**Quelltext**
=-=-=
Dies kann zu einer Spaltung des PD führen, was in der italienischen Politik kein großes Ereignis wäre. Sicherlich wird es zu einer stärkeren Polarisierung zwischen den beiden großen Blöcken des Centrodestra und Centrosinistra kommen. Im Gegensatz zu Deutschland gibt es jedenfalls einen klaren politischen Gegenwillen zu der linkssozialistisch-woken Agenda.
Meloni hat sich ihre Position und die ihrer Partei im letzten Jahrzehnt zäh und nicht ohne Rückschläge erarbeitet und sowohl sich persönlich wie ihre Partei politisch breit aufgestellt und verankert. Schlein als Gegenspielerin von Meloni? Schlein hat sich in ihren Ämtern als Europaparlamentarierin und Vizepräsidentin der Region Emilia Romagna im Wesentlichen als Umweltaktivistin positioniert und immer zur innerparteilichen Opposition des PD gehört. Wenn sie erfolgreich sein will, wird sie ihre politische und ideologische Basis jedenfalls verbreitern müssen.
Die diversen Listen der italienischen Grünen blieben in beiden Regionen unter 5 Prozent.
San Remo – Festival des woken Italien
Das Festival des „canzone populare” des volkstümlichen Liedes in San Remo, ist in diesem Jahr von der linken Regenbogenfraktion dominiert worden. Die politische Macht hat die Linke auf nationaler Ebene und in den meisten Regionen verloren, nicht aber den Zugriff auf Kunst und Medien. Das Konzept der „kulturellen Hegemonie” des Italo-Marxisten Antonio Gramsci besagt, dass vor der politischen Machtergreifung und dann zu ihrer Absicherung die intellektuelle und moralische Führung einer Gesellschaft stehen muss. Die aktuelle Version dieses Konzepts nennt sich Political Correctness, und San Remo war nie politisch korrekter als 2023.
Die zur PC-Ikone mutierte Alessandra Mussolini, zwischen Pop und Politik pendelnde Enkelin des Duce, gegenwärtig Europaabgeordnete für Forza Italia, fand die demonstrativen Küsse auf der Bühne des Ariston zwischen Homosexuellen großartig, fühlt sich mittlerweile in ihrer geschlechtlichen Identität als „fließend” und kritisiert, dass sich eine der Moderatorinnen sich in ihrer provokant offenen Kleidung anscheinend nicht ganz wohl gefühlt hat.
=-=-=
**Datenteil**
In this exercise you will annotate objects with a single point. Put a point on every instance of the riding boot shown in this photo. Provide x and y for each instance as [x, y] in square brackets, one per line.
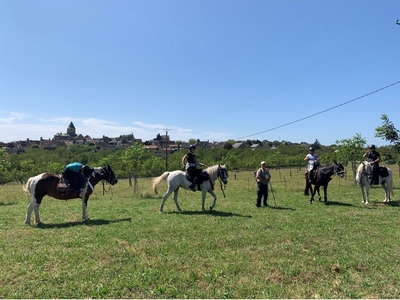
=-=-=
**Anweisung**
Beantworte anhand des Textes über die italienische Politik:
(a) In welchen Ämtern hat sich Schlein im Wesentlichen als Umweltaktivistin positioniert?
(b) Für welche Partei ist Alessandra Mussolini gegenwärtig Europaabgeordnete?
(c) Unter welchem Prozentsatz blieben die diversen Listen der italienischen Grünen in beiden Regionen?
Die Zeilen spielen hierfür keine Rolle.

**Erledigte Aufgabe**
(a) Als Europaparlamentarierin und als Vizepräsidentin der Region Emilia Romagna.
(b) Für Forza Italia.
(c) Unter 5 Prozent.